- _What to work on_: Pick up the forum thread on speeding up an R loop that writes scraped results to PostgreSQL, and carry it on from where it stops.

- _Passage provided_:

0

I am trying to optimize a simple R code I wrote on two aspects:

1) For loops

2) Writing data into my PostgreSQL database

For 1) I know for loops should be avoided at all cost and it's recommended to use lapply but I am not clear on how to translate my code below using lapply.

For 2) what I do below is working but I am not sure this is the most efficient way (for example doing this way versus rbinding all data into an R dataframe and then load the whole dataframe into my PostgreSQL database.)

EDIT: I updated my code with a reproducible example below.

for (i in 1:100){

   search <- paste0("https://github.com/search?o=desc&p=", i, &q=R&type=Repositories)

   download.file(search, destfile ='scrape.html',quiet = TRUE)

   url <- read_html('scrape.html')

   github_title <- url%>%html_nodes(xpath="//div[@class=mt-n1]")%>%html_text()

   github_link <- url%>%html_nodes(xpath="//div[@class=mt-n1]//@href")%>%html_text()

   df <- data.frame(github_title, github_link )

   colnames(df) <- c("title", "link")

   dbWriteTable(con, "my_database", df, append = TRUE, row.names = FALSE)

   cat(i)
}

Thanks a lot for all your inputs!

ML_Enthousiast
  • 1,147
  • 1
  • 15
  • 39
  • 3
    Ah! The myth continues: *I know `for` loops should be avoided at all cost and it's recommended to use `lapply`* – Parfait Nov 05 '19 at 19:00
  • so far the for loop was "visually" most comprehensive to me. The thing is that I have to do some regex for each of the elements (a,b,c,d) so I don't know how to perform this operations within lapply for example. – ML_Enthousiast Nov 05 '19 at 19:13
  • Thanks for your feedback, I edited the code, I am trying to progress in R so trying to browse to many github repositories. – ML_Enthousiast Nov 06 '19 at 09:26

1 Answers1

2

First of all, it is a myth that should be completely thrashed that lapply is in any way faster than equivalent code using a for loop. For years this has been fixed, and for loops should in every case be faster than the equivalent lapply.

- _Dataset extract_:

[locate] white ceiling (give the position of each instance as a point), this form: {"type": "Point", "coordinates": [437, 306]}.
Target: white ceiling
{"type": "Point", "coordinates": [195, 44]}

- _Exercise output_:
I will visualize using a for loop as you seem to find this more intuitive. Do however note that i work mostly in T-sql and there might be some conversion necessary.

n <- 1e5
outputDat <- vector('list', n)
for (i in 1:10000){
  id <- element_a[i]
  location <- element_b[i]
  language <- element_c[i]
  date_creation <- element_d[i]
  df <- data.frame(id, location, language, date_creation)
  colnames(df) <- c("id", "location", "language", "date_creation")
  outputDat[[i]] <- df
}
## Combine data.frames
outputDat <- do.call('rbind', outputDat)
#Write the combined data.frame into the database.
##dbBegin(con)   #<= might speed up might not.
dbWriteTable(con, "my_database", df, append = TRUE, row.names = FALSE)
##dbCommit(con)  #<= might speed up might not.

Using Transact-SQL you could alternatively combine the entire string into a single insert into statement. Here I'll deviate and use apply to iterate over the rows, as it is much more readable in this case. A for loop is once again just as fast if done properly.

#Create the statements. here 
statement <- paste0("('", apply(outputDat, 1, paste0, collapse = "','"), "')", collapse = ",\n") #\n can be removed, but makes printing nicer.
##Optional: Print a bit of the statement
# cat(substr(statement, 1, 2000))

##dbBegin(con)   #<= might speed up might not.
dbExecute(con, statement <- paste0(
'
/*
  SET NOCOCUNT ON seems to be necessary in the DBI API.
  It seems to react to 'n rows affected' messages. 
  Note only affects this method, not the one using dbWriteTable
*/
--SET NOCOUNT ON 
INSERT INTO [my table] values ', statement))
##dbCommit(con)   #<= might speed up might not.

Note as i comment, this might simply fail to properly upload the table, as the DBI package seems to sometimes fail this kind of transaction, if it results in one or more messages about n rows affected.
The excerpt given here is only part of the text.